> [Data shown]
────────
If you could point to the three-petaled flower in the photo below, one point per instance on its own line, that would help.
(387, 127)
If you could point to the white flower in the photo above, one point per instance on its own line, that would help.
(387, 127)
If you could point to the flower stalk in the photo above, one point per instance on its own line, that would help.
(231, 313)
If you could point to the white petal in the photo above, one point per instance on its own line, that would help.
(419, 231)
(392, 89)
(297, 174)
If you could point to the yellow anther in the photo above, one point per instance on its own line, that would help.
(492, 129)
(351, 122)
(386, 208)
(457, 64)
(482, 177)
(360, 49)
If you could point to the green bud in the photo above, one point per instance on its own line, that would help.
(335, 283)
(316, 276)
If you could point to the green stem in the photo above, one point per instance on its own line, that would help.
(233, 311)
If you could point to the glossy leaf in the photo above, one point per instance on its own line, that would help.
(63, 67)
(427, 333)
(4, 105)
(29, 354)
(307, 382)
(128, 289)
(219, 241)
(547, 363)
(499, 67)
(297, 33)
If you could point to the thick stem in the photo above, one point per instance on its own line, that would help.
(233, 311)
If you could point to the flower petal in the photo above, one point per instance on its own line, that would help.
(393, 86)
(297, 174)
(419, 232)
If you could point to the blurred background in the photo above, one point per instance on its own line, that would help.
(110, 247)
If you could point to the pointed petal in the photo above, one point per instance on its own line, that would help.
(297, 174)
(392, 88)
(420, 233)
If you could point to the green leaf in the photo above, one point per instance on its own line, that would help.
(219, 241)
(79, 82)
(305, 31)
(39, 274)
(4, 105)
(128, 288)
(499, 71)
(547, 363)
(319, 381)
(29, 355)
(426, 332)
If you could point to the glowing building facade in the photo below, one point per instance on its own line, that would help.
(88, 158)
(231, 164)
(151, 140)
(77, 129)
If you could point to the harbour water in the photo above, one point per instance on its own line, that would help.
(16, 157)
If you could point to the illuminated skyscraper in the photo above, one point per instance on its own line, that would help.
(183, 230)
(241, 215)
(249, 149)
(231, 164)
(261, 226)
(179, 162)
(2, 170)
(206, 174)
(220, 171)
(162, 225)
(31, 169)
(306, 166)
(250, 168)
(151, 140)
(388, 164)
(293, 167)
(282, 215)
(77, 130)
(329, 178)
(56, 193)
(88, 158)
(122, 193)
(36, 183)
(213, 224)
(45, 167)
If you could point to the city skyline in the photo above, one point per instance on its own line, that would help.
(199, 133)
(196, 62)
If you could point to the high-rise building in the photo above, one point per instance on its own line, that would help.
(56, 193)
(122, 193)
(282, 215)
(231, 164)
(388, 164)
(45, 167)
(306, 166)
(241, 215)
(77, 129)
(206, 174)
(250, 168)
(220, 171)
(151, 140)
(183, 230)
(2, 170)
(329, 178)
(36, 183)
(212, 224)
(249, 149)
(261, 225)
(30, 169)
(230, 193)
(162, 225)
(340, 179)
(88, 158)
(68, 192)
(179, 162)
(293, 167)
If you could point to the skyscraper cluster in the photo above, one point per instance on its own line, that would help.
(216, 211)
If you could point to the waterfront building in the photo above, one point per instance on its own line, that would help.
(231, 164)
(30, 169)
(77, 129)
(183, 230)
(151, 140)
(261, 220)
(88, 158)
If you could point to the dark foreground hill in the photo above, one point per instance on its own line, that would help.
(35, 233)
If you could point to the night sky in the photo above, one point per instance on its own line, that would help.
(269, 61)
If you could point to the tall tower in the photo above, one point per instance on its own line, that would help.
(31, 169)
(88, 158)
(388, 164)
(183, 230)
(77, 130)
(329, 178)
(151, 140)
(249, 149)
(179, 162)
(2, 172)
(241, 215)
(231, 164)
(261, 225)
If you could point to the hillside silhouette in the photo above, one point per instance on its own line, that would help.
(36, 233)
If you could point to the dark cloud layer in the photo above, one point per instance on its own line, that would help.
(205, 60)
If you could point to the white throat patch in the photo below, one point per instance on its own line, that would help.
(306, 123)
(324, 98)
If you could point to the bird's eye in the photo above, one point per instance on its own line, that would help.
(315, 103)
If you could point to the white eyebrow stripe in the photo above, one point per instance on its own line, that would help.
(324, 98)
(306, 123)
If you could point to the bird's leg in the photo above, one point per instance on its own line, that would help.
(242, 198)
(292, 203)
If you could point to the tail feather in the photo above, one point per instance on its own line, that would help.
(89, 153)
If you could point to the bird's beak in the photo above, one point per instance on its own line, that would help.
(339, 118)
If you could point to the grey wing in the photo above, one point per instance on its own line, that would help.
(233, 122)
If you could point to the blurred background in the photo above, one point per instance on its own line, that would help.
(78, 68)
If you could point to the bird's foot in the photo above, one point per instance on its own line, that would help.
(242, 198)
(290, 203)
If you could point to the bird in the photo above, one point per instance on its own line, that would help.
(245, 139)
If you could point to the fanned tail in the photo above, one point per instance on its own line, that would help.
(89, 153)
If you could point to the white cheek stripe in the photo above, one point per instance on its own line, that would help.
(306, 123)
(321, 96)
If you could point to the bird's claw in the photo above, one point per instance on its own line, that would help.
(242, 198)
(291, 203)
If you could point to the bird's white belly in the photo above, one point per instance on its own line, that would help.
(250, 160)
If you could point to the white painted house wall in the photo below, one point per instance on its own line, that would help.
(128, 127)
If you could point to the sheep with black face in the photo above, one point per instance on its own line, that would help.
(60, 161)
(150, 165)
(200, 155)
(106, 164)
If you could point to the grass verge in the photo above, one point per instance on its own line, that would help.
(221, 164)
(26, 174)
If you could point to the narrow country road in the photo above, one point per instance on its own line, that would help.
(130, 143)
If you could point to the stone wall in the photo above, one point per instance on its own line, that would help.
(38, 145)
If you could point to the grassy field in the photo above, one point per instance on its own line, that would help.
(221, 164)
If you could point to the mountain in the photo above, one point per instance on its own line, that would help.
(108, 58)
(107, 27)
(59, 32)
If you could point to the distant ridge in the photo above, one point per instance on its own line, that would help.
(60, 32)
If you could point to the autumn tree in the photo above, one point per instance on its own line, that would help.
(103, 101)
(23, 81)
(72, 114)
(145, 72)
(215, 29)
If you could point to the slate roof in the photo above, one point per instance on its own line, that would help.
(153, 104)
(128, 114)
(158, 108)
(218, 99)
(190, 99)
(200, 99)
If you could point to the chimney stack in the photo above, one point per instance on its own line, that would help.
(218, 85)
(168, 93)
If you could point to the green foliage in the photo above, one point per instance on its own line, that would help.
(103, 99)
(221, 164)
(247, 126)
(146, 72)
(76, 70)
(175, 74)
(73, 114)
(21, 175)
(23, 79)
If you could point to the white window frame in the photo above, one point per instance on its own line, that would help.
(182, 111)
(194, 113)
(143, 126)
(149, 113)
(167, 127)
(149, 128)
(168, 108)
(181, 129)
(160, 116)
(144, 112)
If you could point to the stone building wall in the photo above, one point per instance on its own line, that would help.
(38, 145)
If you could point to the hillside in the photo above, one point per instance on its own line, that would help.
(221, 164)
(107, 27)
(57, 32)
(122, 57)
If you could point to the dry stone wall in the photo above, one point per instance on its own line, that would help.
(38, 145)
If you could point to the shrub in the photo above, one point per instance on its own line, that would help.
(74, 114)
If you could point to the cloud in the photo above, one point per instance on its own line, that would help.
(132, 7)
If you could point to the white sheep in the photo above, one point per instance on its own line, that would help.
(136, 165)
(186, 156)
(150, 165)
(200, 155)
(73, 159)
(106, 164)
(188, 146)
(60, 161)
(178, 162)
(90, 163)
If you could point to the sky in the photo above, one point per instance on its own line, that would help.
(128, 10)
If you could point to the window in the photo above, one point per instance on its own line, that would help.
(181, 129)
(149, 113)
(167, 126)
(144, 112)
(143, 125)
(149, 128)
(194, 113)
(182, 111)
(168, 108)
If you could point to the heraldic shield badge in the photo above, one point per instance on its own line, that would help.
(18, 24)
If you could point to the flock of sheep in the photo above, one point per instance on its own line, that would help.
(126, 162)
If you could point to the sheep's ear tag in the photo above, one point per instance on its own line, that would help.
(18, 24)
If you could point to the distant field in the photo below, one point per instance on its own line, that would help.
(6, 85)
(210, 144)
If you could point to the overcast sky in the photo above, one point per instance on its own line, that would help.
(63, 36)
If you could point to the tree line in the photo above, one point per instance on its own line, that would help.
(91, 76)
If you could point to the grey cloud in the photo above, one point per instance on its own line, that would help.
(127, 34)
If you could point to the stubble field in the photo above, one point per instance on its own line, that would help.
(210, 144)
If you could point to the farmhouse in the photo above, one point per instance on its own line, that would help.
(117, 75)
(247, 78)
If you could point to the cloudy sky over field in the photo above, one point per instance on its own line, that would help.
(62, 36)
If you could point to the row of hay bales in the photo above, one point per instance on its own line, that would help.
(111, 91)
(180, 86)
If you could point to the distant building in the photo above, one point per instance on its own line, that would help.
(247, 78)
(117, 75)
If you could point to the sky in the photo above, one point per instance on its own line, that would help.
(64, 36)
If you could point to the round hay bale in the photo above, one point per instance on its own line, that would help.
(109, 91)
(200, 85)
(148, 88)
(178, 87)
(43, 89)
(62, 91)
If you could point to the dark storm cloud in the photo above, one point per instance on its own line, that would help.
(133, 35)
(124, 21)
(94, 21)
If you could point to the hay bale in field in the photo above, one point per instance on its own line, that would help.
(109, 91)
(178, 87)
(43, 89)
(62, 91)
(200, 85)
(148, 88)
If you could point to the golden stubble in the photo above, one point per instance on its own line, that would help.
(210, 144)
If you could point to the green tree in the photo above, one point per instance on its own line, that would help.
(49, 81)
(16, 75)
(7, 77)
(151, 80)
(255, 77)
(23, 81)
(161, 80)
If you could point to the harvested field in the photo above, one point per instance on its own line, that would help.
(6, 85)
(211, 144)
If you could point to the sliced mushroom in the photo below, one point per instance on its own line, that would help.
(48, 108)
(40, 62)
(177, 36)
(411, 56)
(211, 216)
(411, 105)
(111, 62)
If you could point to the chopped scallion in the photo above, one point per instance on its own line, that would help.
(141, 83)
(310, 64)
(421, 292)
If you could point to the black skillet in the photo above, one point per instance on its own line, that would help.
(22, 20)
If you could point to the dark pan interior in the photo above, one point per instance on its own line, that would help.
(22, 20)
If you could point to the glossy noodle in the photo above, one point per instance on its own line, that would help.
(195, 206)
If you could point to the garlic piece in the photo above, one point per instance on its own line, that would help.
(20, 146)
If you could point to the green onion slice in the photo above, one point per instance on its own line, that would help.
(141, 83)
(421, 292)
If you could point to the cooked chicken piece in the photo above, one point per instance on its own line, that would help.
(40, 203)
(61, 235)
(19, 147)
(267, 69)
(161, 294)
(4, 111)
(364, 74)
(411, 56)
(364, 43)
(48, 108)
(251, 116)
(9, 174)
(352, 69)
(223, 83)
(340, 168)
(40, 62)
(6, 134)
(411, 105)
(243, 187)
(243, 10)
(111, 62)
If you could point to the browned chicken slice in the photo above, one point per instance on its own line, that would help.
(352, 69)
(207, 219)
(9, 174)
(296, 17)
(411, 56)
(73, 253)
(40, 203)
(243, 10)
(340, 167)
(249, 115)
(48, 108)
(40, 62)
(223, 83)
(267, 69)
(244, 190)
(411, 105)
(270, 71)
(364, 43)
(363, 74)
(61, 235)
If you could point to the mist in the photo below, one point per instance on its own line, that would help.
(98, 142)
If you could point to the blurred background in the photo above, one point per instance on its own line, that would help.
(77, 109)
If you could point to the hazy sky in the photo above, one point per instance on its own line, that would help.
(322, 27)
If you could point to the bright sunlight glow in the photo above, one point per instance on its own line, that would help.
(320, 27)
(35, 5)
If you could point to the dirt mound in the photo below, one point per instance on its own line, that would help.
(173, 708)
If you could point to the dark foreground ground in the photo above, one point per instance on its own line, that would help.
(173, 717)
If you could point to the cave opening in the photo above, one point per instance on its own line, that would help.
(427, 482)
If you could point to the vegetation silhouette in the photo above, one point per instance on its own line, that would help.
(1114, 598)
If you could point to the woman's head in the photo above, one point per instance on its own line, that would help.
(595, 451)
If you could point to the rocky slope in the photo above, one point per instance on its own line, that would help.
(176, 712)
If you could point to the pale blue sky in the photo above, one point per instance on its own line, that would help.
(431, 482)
────────
> [Brief]
Rewrite the lines from the one containing "If you could point to the rocky" through the last line of the rows as a Markdown table with the columns Num and Line. Number each line and leave out any blank lines.

> [The response]
| Num | Line |
|---|---|
| 1 | If you could point to the rocky slope in the photo above, one point per instance on its own line, that would help. |
| 2 | (176, 712) |
| 3 | If you could point to the pale blue sky in the photo above, one point per instance on its own line, that would help. |
| 4 | (431, 482) |